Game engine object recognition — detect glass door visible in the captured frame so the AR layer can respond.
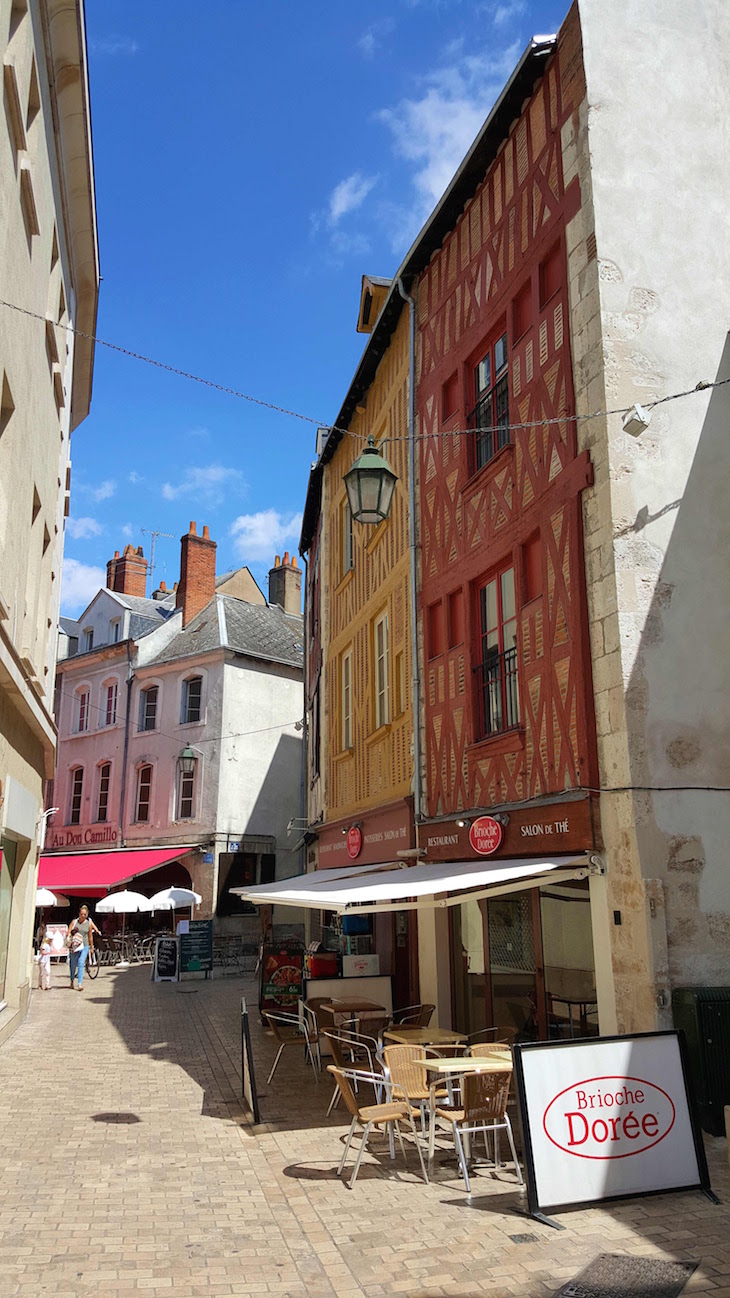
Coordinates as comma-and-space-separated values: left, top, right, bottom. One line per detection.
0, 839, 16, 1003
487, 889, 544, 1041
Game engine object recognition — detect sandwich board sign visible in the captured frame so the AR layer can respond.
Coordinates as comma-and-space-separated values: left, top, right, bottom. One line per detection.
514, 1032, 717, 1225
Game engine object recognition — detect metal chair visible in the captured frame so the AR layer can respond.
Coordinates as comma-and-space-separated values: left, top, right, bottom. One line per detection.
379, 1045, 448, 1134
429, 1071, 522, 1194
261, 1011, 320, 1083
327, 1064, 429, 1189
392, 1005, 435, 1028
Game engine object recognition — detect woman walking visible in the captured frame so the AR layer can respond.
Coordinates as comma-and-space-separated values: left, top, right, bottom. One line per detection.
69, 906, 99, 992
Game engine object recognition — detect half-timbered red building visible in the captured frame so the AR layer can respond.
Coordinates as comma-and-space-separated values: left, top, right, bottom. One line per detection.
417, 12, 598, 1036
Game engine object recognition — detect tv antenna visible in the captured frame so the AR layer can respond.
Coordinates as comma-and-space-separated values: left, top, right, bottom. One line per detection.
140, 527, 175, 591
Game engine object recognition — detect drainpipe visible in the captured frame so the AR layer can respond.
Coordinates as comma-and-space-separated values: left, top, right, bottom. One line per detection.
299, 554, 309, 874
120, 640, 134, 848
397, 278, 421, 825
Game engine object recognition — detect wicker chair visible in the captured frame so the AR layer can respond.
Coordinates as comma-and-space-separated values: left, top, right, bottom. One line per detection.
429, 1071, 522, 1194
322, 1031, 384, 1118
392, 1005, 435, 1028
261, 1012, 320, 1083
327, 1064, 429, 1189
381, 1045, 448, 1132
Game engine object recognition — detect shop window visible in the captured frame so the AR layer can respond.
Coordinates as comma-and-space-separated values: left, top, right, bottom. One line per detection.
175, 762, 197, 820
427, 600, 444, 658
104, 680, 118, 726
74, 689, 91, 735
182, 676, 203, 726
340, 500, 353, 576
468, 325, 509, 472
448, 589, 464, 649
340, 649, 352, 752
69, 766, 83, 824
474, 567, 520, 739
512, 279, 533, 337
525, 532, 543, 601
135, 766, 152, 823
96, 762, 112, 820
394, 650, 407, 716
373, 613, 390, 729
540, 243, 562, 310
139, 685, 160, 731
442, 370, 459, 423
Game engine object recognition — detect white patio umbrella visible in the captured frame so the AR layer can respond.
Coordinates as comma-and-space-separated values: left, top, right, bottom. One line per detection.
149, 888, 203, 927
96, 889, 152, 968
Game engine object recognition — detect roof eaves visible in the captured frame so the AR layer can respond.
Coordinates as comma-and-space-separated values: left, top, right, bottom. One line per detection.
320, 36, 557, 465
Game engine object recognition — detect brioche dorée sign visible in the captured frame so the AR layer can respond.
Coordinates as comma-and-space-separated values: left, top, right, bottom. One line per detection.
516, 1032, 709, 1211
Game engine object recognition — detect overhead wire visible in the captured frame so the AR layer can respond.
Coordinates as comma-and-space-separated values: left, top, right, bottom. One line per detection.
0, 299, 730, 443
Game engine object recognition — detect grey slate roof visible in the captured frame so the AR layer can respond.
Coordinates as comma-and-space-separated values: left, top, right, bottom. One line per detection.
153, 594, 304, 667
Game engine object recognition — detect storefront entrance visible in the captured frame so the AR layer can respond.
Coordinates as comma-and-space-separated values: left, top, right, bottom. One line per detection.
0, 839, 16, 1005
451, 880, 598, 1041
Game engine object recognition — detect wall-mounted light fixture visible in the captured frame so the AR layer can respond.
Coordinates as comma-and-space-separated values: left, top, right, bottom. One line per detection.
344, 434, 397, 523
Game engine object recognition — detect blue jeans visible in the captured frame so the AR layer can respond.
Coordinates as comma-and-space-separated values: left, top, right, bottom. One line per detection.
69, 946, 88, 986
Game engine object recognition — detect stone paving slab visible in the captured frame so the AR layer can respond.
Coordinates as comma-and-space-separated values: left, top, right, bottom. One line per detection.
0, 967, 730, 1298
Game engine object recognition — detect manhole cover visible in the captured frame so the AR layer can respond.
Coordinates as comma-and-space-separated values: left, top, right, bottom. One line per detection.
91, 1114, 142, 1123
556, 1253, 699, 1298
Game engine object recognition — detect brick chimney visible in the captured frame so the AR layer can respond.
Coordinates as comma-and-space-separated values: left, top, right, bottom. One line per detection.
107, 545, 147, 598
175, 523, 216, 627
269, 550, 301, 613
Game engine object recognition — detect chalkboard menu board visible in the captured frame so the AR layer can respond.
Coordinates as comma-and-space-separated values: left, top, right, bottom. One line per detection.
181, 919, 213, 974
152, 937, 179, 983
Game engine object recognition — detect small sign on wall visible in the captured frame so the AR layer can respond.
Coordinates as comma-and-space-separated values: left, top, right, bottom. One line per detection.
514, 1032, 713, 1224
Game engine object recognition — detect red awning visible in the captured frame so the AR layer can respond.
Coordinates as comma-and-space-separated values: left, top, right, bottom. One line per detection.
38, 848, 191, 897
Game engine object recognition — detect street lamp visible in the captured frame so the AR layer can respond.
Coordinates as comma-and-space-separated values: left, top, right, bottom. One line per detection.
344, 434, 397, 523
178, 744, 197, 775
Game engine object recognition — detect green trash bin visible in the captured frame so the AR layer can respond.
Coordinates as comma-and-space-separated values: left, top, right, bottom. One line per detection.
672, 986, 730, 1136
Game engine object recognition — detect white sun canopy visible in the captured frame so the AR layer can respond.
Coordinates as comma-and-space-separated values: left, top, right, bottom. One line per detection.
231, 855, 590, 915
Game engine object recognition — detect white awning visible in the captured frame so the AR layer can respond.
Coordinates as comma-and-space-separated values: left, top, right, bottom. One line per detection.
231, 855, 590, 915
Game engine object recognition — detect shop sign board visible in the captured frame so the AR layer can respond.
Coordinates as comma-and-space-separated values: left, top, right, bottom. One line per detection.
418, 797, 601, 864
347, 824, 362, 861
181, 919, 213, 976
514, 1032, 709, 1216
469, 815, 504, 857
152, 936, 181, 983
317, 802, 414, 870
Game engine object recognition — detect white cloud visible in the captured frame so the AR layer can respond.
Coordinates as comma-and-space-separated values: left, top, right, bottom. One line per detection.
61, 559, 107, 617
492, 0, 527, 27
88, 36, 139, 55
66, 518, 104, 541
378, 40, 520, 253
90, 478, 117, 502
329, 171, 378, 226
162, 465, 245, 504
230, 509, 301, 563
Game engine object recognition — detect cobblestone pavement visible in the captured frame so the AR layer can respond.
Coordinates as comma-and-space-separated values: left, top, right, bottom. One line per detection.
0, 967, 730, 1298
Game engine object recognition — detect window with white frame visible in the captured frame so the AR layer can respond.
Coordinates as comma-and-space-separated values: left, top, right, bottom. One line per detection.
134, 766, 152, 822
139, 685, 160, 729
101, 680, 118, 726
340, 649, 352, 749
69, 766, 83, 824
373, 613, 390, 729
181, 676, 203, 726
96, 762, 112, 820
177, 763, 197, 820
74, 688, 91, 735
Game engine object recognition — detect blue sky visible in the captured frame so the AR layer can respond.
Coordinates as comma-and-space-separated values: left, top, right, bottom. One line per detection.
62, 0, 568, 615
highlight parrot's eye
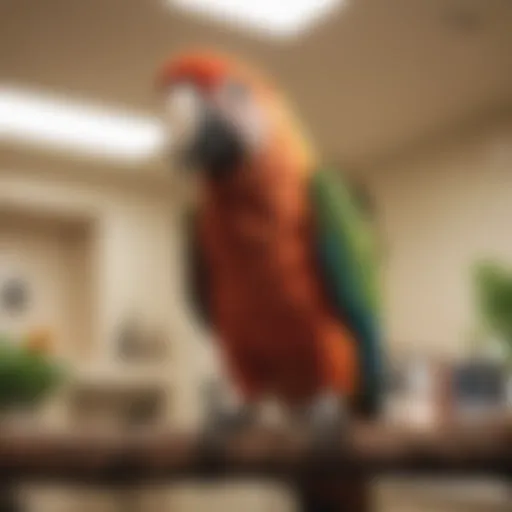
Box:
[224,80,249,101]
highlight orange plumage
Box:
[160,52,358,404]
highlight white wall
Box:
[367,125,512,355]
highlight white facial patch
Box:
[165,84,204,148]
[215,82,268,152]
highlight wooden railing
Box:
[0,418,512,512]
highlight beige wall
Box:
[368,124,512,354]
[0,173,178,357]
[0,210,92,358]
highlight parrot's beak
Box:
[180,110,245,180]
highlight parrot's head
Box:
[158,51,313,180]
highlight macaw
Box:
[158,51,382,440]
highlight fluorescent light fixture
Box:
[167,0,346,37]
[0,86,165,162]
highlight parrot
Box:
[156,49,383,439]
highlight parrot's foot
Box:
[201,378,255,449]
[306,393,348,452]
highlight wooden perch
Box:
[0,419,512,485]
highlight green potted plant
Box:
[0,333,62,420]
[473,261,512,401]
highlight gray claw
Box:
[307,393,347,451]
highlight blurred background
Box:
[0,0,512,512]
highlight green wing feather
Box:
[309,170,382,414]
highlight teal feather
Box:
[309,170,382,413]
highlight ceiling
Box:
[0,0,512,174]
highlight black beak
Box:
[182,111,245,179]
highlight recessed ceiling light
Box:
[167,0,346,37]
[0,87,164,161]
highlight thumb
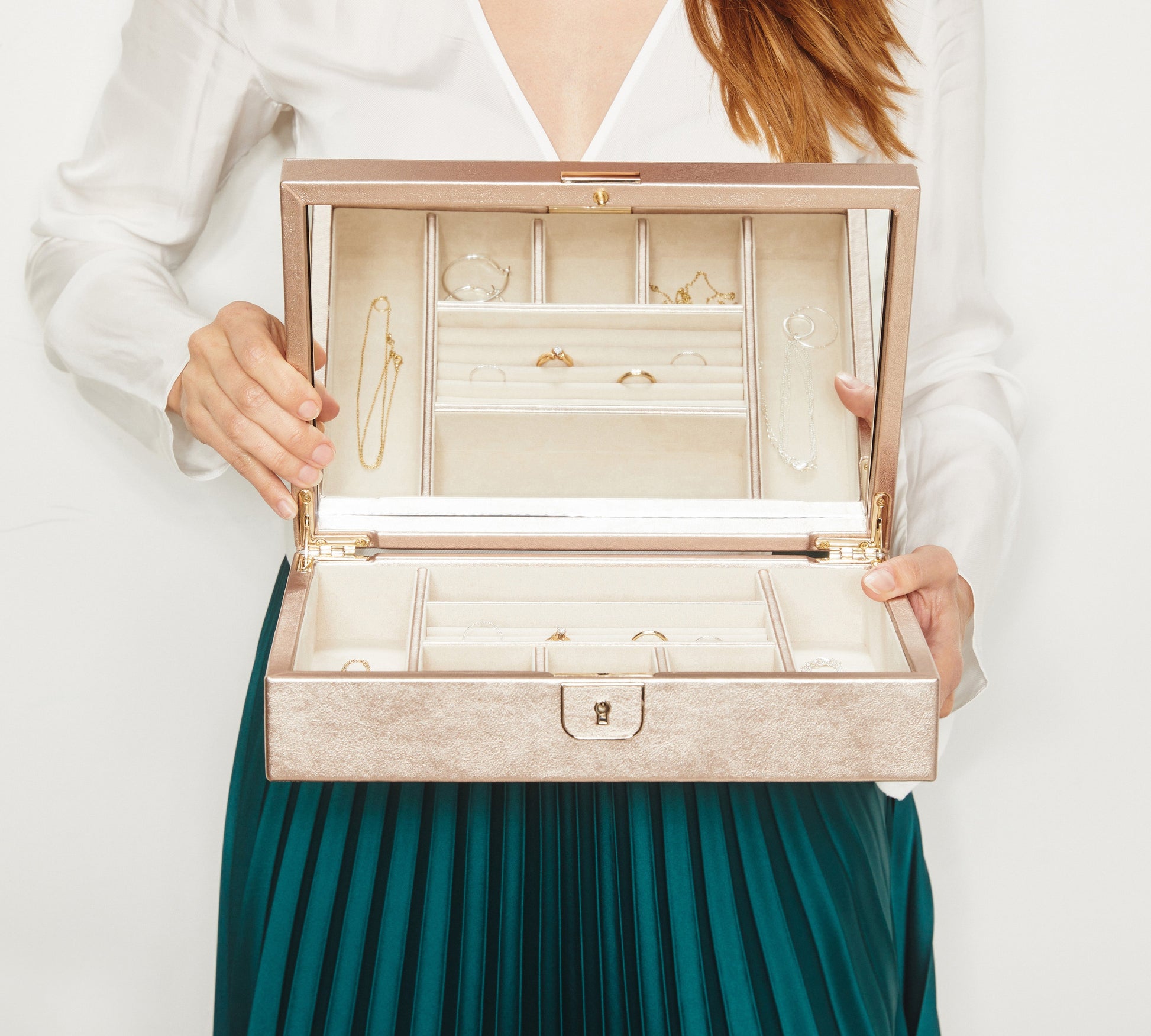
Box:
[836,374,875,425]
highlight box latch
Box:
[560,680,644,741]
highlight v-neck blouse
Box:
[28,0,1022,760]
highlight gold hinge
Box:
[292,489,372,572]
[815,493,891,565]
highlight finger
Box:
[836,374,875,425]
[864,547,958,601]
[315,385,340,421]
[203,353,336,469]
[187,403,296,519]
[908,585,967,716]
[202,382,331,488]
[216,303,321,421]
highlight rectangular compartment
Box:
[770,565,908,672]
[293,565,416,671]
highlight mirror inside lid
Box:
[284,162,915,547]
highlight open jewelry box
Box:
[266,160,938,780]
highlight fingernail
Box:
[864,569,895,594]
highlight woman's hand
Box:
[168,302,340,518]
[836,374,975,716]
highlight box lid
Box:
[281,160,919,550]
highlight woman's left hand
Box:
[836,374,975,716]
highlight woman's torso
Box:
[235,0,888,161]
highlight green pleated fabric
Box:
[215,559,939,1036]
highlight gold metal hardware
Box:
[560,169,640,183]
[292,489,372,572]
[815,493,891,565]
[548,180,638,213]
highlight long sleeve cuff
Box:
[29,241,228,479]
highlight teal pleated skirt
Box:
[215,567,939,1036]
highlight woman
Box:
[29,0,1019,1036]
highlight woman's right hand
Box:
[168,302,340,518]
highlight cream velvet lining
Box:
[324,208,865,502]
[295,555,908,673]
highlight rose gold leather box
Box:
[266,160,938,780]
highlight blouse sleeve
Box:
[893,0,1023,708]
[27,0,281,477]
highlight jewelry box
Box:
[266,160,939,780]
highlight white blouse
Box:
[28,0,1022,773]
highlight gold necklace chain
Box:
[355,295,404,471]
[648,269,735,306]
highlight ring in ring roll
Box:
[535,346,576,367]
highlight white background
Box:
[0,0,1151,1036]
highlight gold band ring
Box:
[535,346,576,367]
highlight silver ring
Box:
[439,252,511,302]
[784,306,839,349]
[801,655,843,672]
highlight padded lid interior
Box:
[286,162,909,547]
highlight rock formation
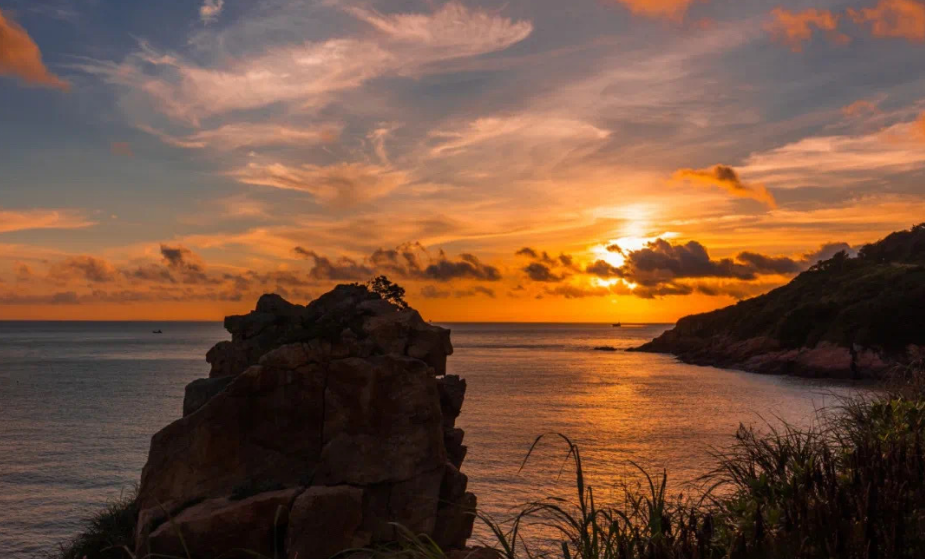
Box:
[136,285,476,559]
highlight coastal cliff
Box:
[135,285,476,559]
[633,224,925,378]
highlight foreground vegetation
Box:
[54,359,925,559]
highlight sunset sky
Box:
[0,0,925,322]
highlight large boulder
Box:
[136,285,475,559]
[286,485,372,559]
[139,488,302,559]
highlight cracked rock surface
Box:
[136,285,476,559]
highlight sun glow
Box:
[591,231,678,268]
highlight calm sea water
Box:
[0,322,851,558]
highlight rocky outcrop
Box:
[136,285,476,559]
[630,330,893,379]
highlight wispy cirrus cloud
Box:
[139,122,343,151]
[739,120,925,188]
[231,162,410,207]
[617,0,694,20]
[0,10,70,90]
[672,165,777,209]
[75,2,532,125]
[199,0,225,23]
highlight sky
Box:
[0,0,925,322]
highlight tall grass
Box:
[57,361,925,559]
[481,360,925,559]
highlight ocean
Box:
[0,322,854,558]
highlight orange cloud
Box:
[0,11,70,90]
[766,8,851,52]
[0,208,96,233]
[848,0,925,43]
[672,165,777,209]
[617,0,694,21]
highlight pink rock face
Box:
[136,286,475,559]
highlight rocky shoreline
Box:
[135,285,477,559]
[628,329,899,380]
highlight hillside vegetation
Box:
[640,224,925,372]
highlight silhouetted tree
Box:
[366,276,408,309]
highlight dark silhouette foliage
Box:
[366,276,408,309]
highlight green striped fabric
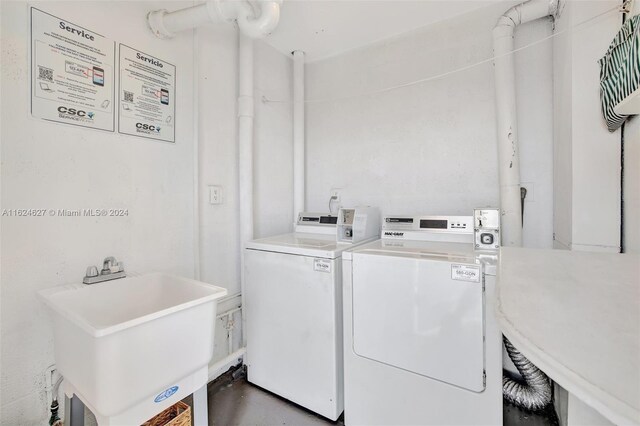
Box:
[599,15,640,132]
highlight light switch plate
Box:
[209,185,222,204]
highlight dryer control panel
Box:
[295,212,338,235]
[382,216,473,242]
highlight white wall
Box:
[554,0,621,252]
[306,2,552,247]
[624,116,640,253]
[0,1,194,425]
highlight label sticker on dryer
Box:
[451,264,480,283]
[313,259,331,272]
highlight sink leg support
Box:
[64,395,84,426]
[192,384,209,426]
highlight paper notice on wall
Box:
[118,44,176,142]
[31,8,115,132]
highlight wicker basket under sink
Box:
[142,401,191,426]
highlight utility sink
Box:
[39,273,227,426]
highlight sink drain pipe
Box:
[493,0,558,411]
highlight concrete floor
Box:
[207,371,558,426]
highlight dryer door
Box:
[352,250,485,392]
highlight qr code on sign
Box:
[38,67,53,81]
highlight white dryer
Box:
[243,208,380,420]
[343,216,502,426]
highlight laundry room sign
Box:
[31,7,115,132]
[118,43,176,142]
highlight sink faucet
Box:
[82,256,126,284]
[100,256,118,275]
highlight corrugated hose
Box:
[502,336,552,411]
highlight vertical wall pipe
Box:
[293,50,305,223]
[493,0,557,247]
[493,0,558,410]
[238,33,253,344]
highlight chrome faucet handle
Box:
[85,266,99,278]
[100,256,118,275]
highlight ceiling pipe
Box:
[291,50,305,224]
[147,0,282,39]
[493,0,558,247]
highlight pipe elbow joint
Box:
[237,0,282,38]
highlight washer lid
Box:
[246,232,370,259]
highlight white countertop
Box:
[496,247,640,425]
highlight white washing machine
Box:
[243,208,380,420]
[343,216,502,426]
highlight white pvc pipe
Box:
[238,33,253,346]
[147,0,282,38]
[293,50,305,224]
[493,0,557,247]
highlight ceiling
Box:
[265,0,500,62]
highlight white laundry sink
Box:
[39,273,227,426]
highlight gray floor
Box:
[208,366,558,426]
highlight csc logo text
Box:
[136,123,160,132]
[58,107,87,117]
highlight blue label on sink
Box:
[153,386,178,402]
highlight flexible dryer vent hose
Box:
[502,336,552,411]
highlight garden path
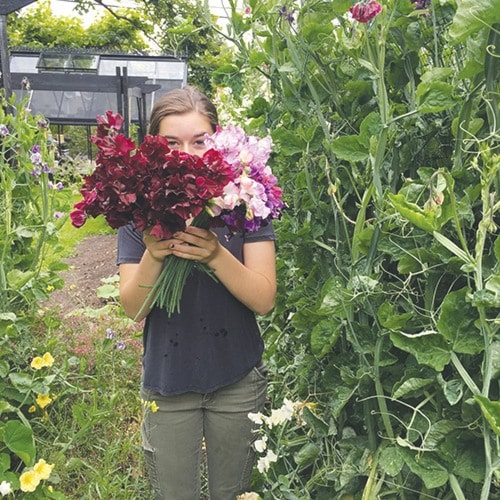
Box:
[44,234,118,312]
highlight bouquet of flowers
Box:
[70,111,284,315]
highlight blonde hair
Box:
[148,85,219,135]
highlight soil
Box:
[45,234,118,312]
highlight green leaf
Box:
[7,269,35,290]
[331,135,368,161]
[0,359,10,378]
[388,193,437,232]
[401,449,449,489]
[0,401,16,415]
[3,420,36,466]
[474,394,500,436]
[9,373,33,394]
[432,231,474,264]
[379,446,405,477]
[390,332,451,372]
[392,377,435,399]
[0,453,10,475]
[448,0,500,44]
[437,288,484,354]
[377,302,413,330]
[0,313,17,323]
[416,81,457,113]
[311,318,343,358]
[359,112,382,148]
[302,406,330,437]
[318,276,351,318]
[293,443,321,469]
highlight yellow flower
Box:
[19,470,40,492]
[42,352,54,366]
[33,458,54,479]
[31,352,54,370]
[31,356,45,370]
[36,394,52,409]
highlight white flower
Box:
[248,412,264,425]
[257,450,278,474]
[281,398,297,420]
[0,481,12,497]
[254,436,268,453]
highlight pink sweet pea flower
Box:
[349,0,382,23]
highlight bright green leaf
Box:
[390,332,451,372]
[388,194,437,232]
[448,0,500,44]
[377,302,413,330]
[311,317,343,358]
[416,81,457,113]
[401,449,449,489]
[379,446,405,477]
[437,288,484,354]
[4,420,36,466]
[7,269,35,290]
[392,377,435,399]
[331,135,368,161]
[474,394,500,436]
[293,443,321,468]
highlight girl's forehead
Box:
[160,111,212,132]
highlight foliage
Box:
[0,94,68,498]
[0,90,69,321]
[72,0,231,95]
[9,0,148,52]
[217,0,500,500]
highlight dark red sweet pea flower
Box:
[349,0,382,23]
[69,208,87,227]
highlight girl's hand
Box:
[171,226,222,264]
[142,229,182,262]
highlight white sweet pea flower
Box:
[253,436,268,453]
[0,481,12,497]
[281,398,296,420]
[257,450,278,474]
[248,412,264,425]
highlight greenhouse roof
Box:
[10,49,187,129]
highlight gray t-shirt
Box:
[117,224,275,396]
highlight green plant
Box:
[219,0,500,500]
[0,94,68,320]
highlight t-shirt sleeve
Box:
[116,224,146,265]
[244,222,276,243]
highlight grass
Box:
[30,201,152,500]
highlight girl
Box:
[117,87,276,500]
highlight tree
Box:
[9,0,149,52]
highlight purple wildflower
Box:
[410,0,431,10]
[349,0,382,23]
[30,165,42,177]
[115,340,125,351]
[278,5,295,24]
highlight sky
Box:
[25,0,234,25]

═══

Pull out every line of the material above that contains the word "floor", and list those lines in the order they appear.

ANSWER TO THIS TASK:
highlight concrete floor
highlight gray floor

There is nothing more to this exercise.